EXTRACT Start Marker
The 38-year-old mother died of complications from surgery last month leaving her husband Richard “Richie” and their three young children – Sami, 3, and twins Abbigail and Gabriel who are turning 2 this month.

Family and friends have been trying to help the family cope not only with grief but with immediate basic necessities in life, which is where the Main St. Café comes in. When Richie’s aunt, NaNa Gale Manding from Tucson, Ariz., started a clothes donation for the children, Jakkie Arellano stepped forward and generously offered her restaurant as a drop-off place. The restaurant is located at 1464 W. Yosemite Avenue across the street from the Save Mart shopping center.

In addition to children’s clothing, they are looking for diapers, pull-ups, diaper wipes, baby powder and food such as milk for the babies. Three-year-old Sami is almost potty-trained and uses Huggies size 5T pull-ups. The barely 2-year-old twins use size 5 Huggies diapers.

Helping the young father in taking care of the children are their grandmother, Junie Manding, and Richie’s sister Michelle Guillermo-Gines.

The young widower was laid off two years ago from his job as a plumber. During his lengthy futile search for a job, his wife was able to find a job as a waitress in Stockton which reversed their roles, with the husband and father a stay-at-home Mr. Mom while the children’s mom was at work. Compounding the situation though for the young father and his three young children was the loss of their only means of transportation. A week before Michelle had surgery, the transmission of their van went kaput. Fund-raisers such as a drive-thru barbecued tri-tip and pesto dinner at Fagundes Meats on Thursday, Oct. 21, from 4 to 7 is hoped to raise money to fix the van.
EXTRACT End Marker
RECORDED DATA Start Marker
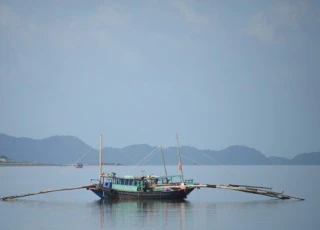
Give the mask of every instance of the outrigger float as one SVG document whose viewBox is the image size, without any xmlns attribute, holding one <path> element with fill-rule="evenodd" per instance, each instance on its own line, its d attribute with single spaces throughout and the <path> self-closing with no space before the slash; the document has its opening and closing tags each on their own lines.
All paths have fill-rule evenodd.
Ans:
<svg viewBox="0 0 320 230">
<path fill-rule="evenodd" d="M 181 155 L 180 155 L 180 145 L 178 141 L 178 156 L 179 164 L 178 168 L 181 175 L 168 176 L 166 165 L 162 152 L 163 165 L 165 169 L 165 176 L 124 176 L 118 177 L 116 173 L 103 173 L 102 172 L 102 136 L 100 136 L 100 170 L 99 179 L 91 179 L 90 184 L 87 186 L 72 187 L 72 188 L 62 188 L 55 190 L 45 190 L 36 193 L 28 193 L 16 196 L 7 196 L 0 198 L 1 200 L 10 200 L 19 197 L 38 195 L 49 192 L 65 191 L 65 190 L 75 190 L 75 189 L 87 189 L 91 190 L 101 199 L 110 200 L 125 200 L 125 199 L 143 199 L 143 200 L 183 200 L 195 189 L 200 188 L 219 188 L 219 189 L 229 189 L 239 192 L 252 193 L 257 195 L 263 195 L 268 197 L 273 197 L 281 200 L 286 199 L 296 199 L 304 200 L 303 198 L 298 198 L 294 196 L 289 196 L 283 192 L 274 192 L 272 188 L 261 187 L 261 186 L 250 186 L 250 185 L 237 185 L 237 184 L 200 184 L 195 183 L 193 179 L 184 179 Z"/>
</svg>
RECORDED DATA End Marker
__EXERCISE SET__
A. In the article about the widowed father and his three children, what size diapers do the twins use?
B. Copy the article about the widowed father from "In addition to" to "5 Huggies diapers.", word for word.
C. Continue the article about the widowed father from its last sentence.

__PER-TASK OUTPUTS__
A. Size 5 Huggies diapers.

B.
In addition to children’s clothing, they are looking for diapers, pull-ups, diaper wipes, baby powder and food such as milk for the babies. Three-year-old Sami is almost potty-trained and uses Huggies size 5T pull-ups. The barely 2-year-old twins use size 5 Huggies diapers.

C.
Tickets for the barbecued dinner with all the trimmings are $12 each and are available at Fagundes Meats, Main St. Café, J&J Printing which donated the tickets, and from friends and family members like Brian Corcoran who is coordinating this fund-raiser.

The death of the three young children’s mother was the fourth tragic loss for the extended Guillermo family in just the past year. In January, the Guillermo’s Grandmama, Peggy Manding, with whom Richard and Michelle had a special bond passed away.

“She was the rock of our family,” Junie Manding, Richie’s mother, said of Grandmama Peggy.

Also earlier this year, the extended family suffered another loss with the death of Richie’s cousin, Jowell Griggs.

Arellano of Main St. Café, who is also related to the four-generation Guillermo family in Manteca, said there hasn’t been a huge response so far to the clothing donation for the young children. Donations can be dropped off at the restaurant during regular business hours: Monday to Friday from 6 a.m. to 4 p.m., and Saturdays from 8 a.m. to 2 p.m. The restaurant is closed on Sundays.